-- Problem statement --
Please set out the items below as a Markdown table with the columns No. and Text, giving each line its own row. Start at the first line and end at the line that contains "pixel 233 412", include both of those lines, and leave out any blank lines.

-- Records for the task --
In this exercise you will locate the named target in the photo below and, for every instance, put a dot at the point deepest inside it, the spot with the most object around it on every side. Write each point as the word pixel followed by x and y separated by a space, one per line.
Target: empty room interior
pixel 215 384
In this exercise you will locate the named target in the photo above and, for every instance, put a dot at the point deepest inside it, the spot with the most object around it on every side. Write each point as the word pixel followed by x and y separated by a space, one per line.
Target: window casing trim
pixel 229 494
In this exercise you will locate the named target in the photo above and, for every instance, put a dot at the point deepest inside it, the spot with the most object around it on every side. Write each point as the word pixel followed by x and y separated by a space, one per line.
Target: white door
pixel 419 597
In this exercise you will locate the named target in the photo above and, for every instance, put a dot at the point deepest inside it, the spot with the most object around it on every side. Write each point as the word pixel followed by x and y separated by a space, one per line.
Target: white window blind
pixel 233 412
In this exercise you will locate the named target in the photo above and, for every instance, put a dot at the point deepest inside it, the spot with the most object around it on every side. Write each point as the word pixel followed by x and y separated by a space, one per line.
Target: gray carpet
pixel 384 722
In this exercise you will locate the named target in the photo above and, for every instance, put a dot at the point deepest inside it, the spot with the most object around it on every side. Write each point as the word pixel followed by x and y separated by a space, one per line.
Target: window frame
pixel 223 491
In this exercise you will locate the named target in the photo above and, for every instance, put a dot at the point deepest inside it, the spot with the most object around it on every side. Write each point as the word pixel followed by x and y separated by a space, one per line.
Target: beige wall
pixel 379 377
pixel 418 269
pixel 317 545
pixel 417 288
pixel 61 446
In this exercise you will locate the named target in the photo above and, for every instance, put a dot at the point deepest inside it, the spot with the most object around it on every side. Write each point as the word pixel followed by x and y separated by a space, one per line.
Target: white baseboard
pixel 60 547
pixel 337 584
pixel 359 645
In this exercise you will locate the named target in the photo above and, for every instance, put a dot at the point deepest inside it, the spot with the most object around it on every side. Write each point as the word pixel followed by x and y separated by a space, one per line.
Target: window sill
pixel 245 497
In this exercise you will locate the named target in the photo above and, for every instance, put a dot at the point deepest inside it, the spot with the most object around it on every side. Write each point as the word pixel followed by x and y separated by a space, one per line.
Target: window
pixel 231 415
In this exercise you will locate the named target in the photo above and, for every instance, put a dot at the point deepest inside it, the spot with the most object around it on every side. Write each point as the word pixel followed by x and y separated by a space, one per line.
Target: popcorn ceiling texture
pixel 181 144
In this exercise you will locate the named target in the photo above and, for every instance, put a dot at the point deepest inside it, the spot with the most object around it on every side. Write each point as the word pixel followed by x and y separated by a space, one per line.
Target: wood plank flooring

-- Solution to the exercise --
| No. | Text |
|---|---|
| 1 | In this exercise you will locate the named target in the photo below and, for every instance, put a dot at the point deepest inside it, the spot with the most object around it on every side. Write each point as the word pixel followed by x and y separated by a space, one per line. |
| 2 | Target: empty room interior |
| 3 | pixel 215 384 |
| 4 | In this exercise you will locate the named target in the photo above and, for every instance, put a dot at the point deepest inside it, the spot with the most object around it on every side. Write each point as the word pixel followed by x and y separated by a space, one per line. |
| 5 | Target: window casing trim |
| 6 | pixel 229 494 |
| 7 | In this exercise you will locate the named target in the photo above and, for every instance, put a dot at the point deepest inside it, the spot with the most object around it on every side. Write each point as the word pixel followed by x and y separated by a space, one per line. |
| 8 | Target: white door |
| 9 | pixel 419 597 |
| 10 | In this exercise you will locate the named target in the photo above and, for every instance, put a dot at the point deepest inside it, the spot with the most object around it on every side. Write each point as the word pixel followed by x and y separated by a space, one per line. |
| 11 | Target: white window blind |
| 12 | pixel 233 412 |